=== TASK PROMPT ===
In the material below, list every line carrying the string "white".
============
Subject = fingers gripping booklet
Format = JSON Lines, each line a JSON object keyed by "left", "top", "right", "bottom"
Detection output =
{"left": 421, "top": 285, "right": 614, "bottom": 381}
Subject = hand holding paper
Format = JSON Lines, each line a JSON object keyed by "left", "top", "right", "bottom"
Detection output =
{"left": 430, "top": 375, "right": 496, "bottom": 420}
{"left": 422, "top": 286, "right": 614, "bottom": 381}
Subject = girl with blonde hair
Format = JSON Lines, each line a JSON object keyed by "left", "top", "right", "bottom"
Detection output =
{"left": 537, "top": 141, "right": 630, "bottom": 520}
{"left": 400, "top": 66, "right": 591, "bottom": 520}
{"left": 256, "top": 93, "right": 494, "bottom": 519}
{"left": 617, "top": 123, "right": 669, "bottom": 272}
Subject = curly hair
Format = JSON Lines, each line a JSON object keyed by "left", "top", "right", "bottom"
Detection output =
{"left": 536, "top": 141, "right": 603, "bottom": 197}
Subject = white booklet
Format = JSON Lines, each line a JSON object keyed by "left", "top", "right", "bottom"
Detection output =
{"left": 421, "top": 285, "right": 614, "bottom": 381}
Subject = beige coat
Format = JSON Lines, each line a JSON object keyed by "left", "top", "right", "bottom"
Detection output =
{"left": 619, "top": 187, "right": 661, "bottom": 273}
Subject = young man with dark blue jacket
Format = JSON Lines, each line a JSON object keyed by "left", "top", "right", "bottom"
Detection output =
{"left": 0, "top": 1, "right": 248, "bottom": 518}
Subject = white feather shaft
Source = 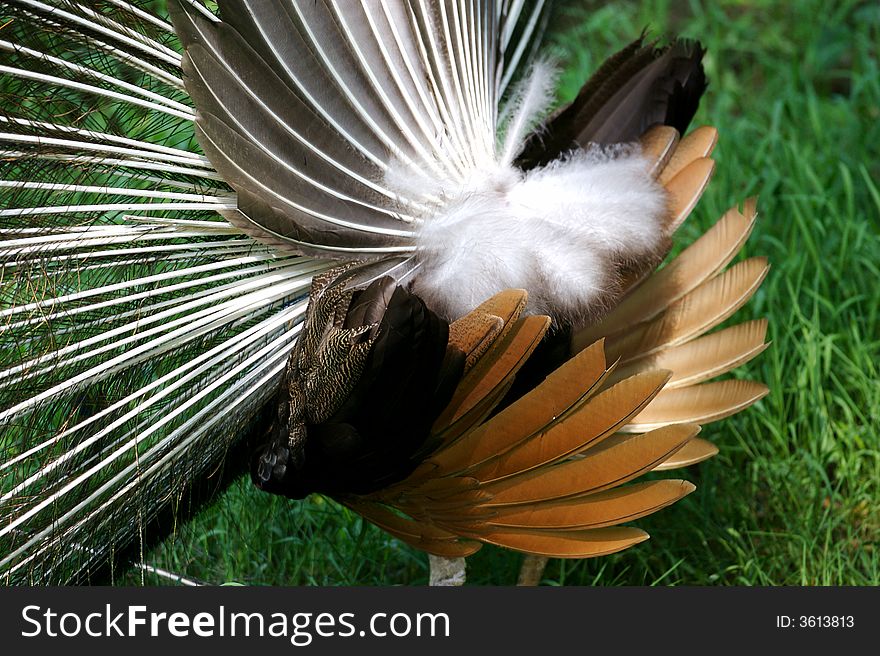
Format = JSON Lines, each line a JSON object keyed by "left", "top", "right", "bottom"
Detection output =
{"left": 0, "top": 65, "right": 192, "bottom": 121}
{"left": 0, "top": 133, "right": 213, "bottom": 168}
{"left": 0, "top": 151, "right": 226, "bottom": 180}
{"left": 15, "top": 0, "right": 182, "bottom": 68}
{"left": 0, "top": 40, "right": 192, "bottom": 114}
{"left": 328, "top": 2, "right": 451, "bottom": 180}
{"left": 105, "top": 0, "right": 176, "bottom": 34}
{"left": 0, "top": 116, "right": 203, "bottom": 161}
{"left": 0, "top": 262, "right": 322, "bottom": 385}
{"left": 71, "top": 2, "right": 182, "bottom": 61}
{"left": 0, "top": 228, "right": 243, "bottom": 253}
{"left": 1, "top": 301, "right": 306, "bottom": 493}
{"left": 499, "top": 0, "right": 547, "bottom": 95}
{"left": 196, "top": 127, "right": 418, "bottom": 237}
{"left": 0, "top": 180, "right": 229, "bottom": 203}
{"left": 378, "top": 2, "right": 472, "bottom": 175}
{"left": 0, "top": 294, "right": 309, "bottom": 480}
{"left": 0, "top": 202, "right": 235, "bottom": 218}
{"left": 5, "top": 348, "right": 292, "bottom": 579}
{"left": 0, "top": 315, "right": 301, "bottom": 553}
{"left": 0, "top": 275, "right": 312, "bottom": 427}
{"left": 364, "top": 2, "right": 467, "bottom": 178}
{"left": 501, "top": 58, "right": 555, "bottom": 163}
{"left": 183, "top": 55, "right": 419, "bottom": 221}
{"left": 223, "top": 5, "right": 389, "bottom": 173}
{"left": 0, "top": 254, "right": 279, "bottom": 318}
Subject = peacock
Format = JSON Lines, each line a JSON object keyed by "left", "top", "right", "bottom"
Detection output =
{"left": 0, "top": 0, "right": 768, "bottom": 586}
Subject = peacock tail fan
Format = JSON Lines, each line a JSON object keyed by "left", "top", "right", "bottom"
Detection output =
{"left": 0, "top": 0, "right": 768, "bottom": 585}
{"left": 0, "top": 0, "right": 561, "bottom": 584}
{"left": 0, "top": 0, "right": 331, "bottom": 584}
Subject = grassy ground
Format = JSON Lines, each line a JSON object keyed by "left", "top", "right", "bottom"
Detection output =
{"left": 132, "top": 0, "right": 880, "bottom": 586}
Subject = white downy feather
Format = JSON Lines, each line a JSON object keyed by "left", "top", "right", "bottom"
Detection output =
{"left": 390, "top": 63, "right": 668, "bottom": 325}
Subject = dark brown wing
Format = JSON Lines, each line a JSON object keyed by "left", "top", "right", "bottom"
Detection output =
{"left": 517, "top": 37, "right": 707, "bottom": 169}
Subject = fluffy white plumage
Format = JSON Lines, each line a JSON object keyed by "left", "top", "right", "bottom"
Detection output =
{"left": 388, "top": 64, "right": 670, "bottom": 325}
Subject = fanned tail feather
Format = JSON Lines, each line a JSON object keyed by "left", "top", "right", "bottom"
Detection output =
{"left": 0, "top": 1, "right": 331, "bottom": 583}
{"left": 0, "top": 0, "right": 769, "bottom": 585}
{"left": 0, "top": 0, "right": 562, "bottom": 583}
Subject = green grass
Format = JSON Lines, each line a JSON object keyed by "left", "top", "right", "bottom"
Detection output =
{"left": 130, "top": 0, "right": 880, "bottom": 586}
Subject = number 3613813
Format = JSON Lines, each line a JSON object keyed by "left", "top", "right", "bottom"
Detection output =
{"left": 776, "top": 616, "right": 854, "bottom": 628}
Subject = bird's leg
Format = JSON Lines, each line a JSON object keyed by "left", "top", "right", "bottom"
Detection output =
{"left": 428, "top": 555, "right": 467, "bottom": 586}
{"left": 517, "top": 555, "right": 549, "bottom": 586}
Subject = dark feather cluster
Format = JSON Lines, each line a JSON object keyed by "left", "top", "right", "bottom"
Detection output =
{"left": 253, "top": 274, "right": 463, "bottom": 499}
{"left": 517, "top": 36, "right": 707, "bottom": 168}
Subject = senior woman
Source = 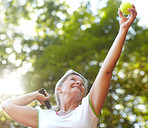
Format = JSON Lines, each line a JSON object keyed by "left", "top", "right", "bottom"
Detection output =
{"left": 2, "top": 5, "right": 137, "bottom": 128}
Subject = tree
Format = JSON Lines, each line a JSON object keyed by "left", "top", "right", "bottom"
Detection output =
{"left": 0, "top": 0, "right": 147, "bottom": 127}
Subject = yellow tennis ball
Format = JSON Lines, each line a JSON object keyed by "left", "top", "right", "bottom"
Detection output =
{"left": 120, "top": 2, "right": 132, "bottom": 15}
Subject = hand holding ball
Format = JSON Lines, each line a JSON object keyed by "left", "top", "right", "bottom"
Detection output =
{"left": 120, "top": 2, "right": 132, "bottom": 15}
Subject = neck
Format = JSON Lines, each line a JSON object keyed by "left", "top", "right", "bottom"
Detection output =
{"left": 58, "top": 95, "right": 80, "bottom": 115}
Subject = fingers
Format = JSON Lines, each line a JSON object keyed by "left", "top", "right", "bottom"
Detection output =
{"left": 128, "top": 7, "right": 137, "bottom": 22}
{"left": 43, "top": 90, "right": 51, "bottom": 100}
{"left": 43, "top": 90, "right": 50, "bottom": 101}
{"left": 46, "top": 95, "right": 51, "bottom": 101}
{"left": 119, "top": 4, "right": 137, "bottom": 18}
{"left": 132, "top": 4, "right": 136, "bottom": 9}
{"left": 118, "top": 8, "right": 123, "bottom": 18}
{"left": 129, "top": 4, "right": 137, "bottom": 16}
{"left": 44, "top": 90, "right": 48, "bottom": 96}
{"left": 129, "top": 6, "right": 137, "bottom": 15}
============
=== EXERCISE SOLUTION ===
Subject = white booklet
Subject = white feather shaft
Subject = white downy feather
Subject = fluffy white plumage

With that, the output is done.